### 取り組む課題
1 > 電子政府に関する文章の中で出た案によれば、国民にアピールする役割を担うのが望ましいのはどこですか。
2 > エントリのうち、「Note. One marker is placed on each instance of the metal」を含む行から始めて、エントリの最後の行までを、一字一句そのまま書き写してください。

### 抜粋した文章

● ● ● ●

このレポート全体の意見として、次の意見が出た。『現在では電子政府のような要望は国民の中でそれほど議論されてない(要望があまりない)から、行政や自治体もあまり積極的には動かないのではないか。』
この意見に対し、『要望があまりないということは、このことが国民に浸透していないからという理由が大きいと思う。簡単に言えば国民が電子政府のことを知らないのである。だからもっと政府とか自治体がPRしなければいけない。PRしてないわけではないと思うが、現に自分は今まであまり知らなかった。国民に深く浸透して、いかに便利なものかがわかれば要望も増えるだろう。』という意見や、『今のままだと電子政府の事自体が国民に浸透してないからただの"おもしろ自治体"で終わってしまいそう。』という意見が出た。
これを解決するために、『国民にアピールするのは国や自治体ではなく、電子政府ソリューションを提供する企業であるのが望ましいと思う。メディアを最大限に利用し、国民を巻き込んで国や自治体に圧迫をかけると効果的だと思う。』という案が出た。
この他に、『日本におけるネットワーク技術の見直しも必要である。情報のやり取りにおいては実際メールなどでも分かるように不確定要素が見られる。これはどんなことにも言えるが、システムが完全な物ほど、それを実現するために現状の問題点をしっかりと国、企業が連結して洗い出すのがとても重要になるのではないか。』という意見も出た。

● ● ● ●

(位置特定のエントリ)
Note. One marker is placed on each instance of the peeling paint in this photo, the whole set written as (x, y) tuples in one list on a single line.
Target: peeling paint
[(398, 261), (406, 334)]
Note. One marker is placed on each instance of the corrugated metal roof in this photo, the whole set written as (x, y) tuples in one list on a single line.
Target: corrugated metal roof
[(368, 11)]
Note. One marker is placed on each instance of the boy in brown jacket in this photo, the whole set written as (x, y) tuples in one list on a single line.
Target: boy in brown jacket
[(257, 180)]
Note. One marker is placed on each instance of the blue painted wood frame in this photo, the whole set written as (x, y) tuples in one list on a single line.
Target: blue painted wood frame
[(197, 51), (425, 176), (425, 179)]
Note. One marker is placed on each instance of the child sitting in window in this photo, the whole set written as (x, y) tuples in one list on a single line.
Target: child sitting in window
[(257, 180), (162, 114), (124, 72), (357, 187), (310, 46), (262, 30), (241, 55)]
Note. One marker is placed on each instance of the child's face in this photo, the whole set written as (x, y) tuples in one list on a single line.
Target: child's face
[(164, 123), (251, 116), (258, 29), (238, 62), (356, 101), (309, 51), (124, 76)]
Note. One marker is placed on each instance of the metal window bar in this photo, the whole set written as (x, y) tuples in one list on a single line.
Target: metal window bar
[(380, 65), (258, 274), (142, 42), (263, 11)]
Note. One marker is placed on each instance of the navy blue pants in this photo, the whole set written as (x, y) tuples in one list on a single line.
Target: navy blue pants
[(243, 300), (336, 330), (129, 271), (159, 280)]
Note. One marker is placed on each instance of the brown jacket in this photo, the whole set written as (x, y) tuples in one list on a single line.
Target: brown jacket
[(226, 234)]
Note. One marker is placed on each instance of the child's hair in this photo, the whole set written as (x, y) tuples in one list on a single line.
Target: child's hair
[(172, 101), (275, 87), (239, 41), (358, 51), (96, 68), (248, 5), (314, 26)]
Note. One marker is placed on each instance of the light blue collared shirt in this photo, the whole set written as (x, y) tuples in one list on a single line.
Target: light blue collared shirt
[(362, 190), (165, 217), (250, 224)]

● ● ● ●

### 解答一覧
1 > 電子政府ソリューションを提供する企業です。

2 >
Note. One marker is placed on each instance of the metal window bar in this photo, the whole set written as (x, y) tuples in one list on a single line.
Target: metal window bar
[(380, 65), (258, 274), (142, 42), (263, 11)]
Note. One marker is placed on each instance of the navy blue pants in this photo, the whole set written as (x, y) tuples in one list on a single line.
Target: navy blue pants
[(243, 300), (336, 330), (129, 271), (159, 280)]
Note. One marker is placed on each instance of the brown jacket in this photo, the whole set written as (x, y) tuples in one list on a single line.
Target: brown jacket
[(226, 234)]
Note. One marker is placed on each instance of the child's hair in this photo, the whole set written as (x, y) tuples in one list on a single line.
Target: child's hair
[(172, 101), (275, 87), (239, 41), (358, 51), (96, 68), (248, 5), (314, 26)]
Note. One marker is placed on each instance of the light blue collared shirt in this photo, the whole set written as (x, y) tuples in one list on a single line.
Target: light blue collared shirt
[(362, 190), (165, 217), (250, 224)]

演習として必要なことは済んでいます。